Text passage:
● ● ● ● ● ● ●

Ilya Andreyev, the former journalist for the Russian state news network Channel One, who was sent to an illegal basement prison in the "LPR," managed to contact his wife and report that he was released from the basement. According to the Astra Telegram channel, 80 people have been released from the basement along with Andreyev and transported from the village of Zaitseve, part of the Russian-annexed Luhansk region of Ukraine, to a military unit in the city of Voronezh. Previously, a different group of refuseniks was reported to be held at the Pogonovo training range near Voronezh. Meanwhile, the remaining 110 people detained in the Zaitseve basement may have also been relocated—this is suggested by Astra's article where a wife of one of the refuseniks tells that her husband has been transferred to an assault unit.
The Tomsk Garrison Military Court has found Senior Sergeant Ivan Kostarev guilty of two thefts and attempted theft, going AWOL and selling large quantities of drugs. Kostarev left his military unit on Nov. 28, 2022, and was detained only on June 1, 2023, by Main Directorate for Drugs Control officers, after the man had acquired a bulk quantity of drugs and begun making stashes. Moreover, Kostarev was accused of stealing a TV and a portable speaker. The court sentenced him to a total of 13 years in a maximum security penal colony.

● ● ● ● ● ● ●

About this exercise:
Transcribe the full news text on released refuseniks and a military court verdict, word for word. The lines after this news text have nothing to do with it.

● ● ● ● ● ● ●

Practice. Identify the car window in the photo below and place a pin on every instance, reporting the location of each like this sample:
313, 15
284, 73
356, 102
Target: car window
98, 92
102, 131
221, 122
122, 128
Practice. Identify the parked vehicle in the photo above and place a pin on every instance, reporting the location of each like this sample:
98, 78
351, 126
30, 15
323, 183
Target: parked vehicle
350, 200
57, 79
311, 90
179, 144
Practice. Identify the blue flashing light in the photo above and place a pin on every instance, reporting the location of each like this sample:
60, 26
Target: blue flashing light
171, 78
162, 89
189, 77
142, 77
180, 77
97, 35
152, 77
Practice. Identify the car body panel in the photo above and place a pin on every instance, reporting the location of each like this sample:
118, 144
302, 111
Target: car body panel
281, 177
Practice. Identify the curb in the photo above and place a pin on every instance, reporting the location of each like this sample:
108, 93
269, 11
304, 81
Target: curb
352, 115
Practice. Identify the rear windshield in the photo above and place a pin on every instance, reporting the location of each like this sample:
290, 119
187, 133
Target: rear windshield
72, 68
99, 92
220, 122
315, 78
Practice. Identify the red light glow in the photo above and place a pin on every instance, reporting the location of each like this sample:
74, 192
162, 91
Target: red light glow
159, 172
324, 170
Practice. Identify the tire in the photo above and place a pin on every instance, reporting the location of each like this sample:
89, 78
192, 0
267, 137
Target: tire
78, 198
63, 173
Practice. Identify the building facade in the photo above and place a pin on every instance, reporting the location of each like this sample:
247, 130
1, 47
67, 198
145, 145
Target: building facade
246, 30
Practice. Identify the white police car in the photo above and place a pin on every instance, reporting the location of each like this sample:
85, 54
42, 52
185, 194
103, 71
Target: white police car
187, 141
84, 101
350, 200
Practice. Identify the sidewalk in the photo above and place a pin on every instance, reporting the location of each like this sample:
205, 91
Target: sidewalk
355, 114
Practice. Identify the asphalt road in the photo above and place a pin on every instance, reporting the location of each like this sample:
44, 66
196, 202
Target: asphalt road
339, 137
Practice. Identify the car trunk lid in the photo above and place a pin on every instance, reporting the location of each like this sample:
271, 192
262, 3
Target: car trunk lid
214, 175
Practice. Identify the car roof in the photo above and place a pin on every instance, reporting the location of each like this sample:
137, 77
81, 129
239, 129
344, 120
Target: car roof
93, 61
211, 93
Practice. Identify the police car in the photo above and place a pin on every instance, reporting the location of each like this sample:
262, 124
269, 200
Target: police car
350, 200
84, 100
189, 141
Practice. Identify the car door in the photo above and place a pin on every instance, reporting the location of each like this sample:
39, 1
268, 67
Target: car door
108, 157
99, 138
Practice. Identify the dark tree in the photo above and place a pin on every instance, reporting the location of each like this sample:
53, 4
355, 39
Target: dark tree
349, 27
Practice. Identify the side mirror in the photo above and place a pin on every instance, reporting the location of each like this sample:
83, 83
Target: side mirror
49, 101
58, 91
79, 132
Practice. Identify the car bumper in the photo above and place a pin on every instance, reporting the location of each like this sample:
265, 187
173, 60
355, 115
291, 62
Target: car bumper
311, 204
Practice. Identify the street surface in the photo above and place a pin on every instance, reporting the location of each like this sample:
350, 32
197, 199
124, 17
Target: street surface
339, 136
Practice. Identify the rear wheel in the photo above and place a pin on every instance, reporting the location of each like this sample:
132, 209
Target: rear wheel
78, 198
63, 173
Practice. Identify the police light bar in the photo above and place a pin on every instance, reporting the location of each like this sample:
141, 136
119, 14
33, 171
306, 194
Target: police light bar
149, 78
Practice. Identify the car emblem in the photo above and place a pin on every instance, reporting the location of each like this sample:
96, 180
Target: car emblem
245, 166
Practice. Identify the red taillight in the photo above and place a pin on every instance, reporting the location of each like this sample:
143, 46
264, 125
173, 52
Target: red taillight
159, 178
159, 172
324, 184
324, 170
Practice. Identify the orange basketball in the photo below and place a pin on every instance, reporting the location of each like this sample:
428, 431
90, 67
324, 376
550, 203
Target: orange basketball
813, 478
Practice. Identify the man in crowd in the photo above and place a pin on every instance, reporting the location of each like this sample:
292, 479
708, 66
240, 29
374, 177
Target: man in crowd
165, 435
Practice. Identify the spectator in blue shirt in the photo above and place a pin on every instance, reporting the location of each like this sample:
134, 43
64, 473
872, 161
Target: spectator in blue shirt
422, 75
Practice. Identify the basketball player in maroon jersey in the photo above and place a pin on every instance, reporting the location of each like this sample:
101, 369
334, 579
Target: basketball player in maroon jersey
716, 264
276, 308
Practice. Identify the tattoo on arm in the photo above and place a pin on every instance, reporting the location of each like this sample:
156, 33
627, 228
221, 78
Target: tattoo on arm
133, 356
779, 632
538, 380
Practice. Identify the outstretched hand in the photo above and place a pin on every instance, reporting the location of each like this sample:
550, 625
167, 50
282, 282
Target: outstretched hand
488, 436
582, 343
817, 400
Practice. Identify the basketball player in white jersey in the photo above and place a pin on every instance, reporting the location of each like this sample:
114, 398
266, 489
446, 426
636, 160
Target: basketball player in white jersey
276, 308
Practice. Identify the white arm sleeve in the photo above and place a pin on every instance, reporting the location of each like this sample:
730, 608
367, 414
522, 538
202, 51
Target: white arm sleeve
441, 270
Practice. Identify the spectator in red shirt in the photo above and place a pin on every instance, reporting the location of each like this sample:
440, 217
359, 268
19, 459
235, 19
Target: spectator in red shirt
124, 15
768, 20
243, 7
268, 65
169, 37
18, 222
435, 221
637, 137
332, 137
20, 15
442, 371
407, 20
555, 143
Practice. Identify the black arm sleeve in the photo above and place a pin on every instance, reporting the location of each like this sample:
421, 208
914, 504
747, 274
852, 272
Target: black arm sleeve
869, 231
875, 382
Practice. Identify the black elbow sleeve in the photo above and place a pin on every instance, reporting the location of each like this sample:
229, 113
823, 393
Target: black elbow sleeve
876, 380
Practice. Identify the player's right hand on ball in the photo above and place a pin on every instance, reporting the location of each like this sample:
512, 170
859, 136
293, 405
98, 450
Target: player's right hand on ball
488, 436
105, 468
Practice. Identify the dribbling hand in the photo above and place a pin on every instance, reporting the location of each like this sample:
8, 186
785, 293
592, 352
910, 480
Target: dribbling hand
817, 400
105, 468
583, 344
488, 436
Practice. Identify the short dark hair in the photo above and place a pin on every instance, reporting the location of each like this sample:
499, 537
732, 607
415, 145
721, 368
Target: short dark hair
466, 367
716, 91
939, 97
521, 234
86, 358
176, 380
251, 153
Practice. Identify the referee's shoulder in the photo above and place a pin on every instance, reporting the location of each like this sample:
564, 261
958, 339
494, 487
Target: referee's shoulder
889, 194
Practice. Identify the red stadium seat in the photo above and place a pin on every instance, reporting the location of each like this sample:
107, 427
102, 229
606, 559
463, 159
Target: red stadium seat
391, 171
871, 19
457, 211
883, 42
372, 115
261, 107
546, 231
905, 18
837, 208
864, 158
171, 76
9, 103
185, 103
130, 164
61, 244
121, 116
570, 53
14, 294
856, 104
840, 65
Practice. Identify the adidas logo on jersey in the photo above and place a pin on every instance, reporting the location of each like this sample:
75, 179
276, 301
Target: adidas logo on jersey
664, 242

● ● ● ● ● ● ●

Solution:
Ilya Andreyev, the former journalist for the Russian state news network Channel One, who was sent to an illegal basement prison in the "LPR," managed to contact his wife and report that he was released from the basement. According to the Astra Telegram channel, 80 people have been released from the basement along with Andreyev and transported from the village of Zaitseve, part of the Russian-annexed Luhansk region of Ukraine, to a military unit in the city of Voronezh. Previously, a different group of refuseniks was reported to be held at the Pogonovo training range near Voronezh. Meanwhile, the remaining 110 people detained in the Zaitseve basement may have also been relocated—this is suggested by Astra's article where a wife of one of the refuseniks tells that her husband has been transferred to an assault unit.
The Tomsk Garrison Military Court has found Senior Sergeant Ivan Kostarev guilty of two thefts and attempted theft, going AWOL and selling large quantities of drugs. Kostarev left his military unit on Nov. 28, 2022, and was detained only on June 1, 2023, by Main Directorate for Drugs Control officers, after the man had acquired a bulk quantity of drugs and begun making stashes. Moreover, Kostarev was accused of stealing a TV and a portable speaker. The court sentenced him to a total of 13 years in a maximum security penal colony.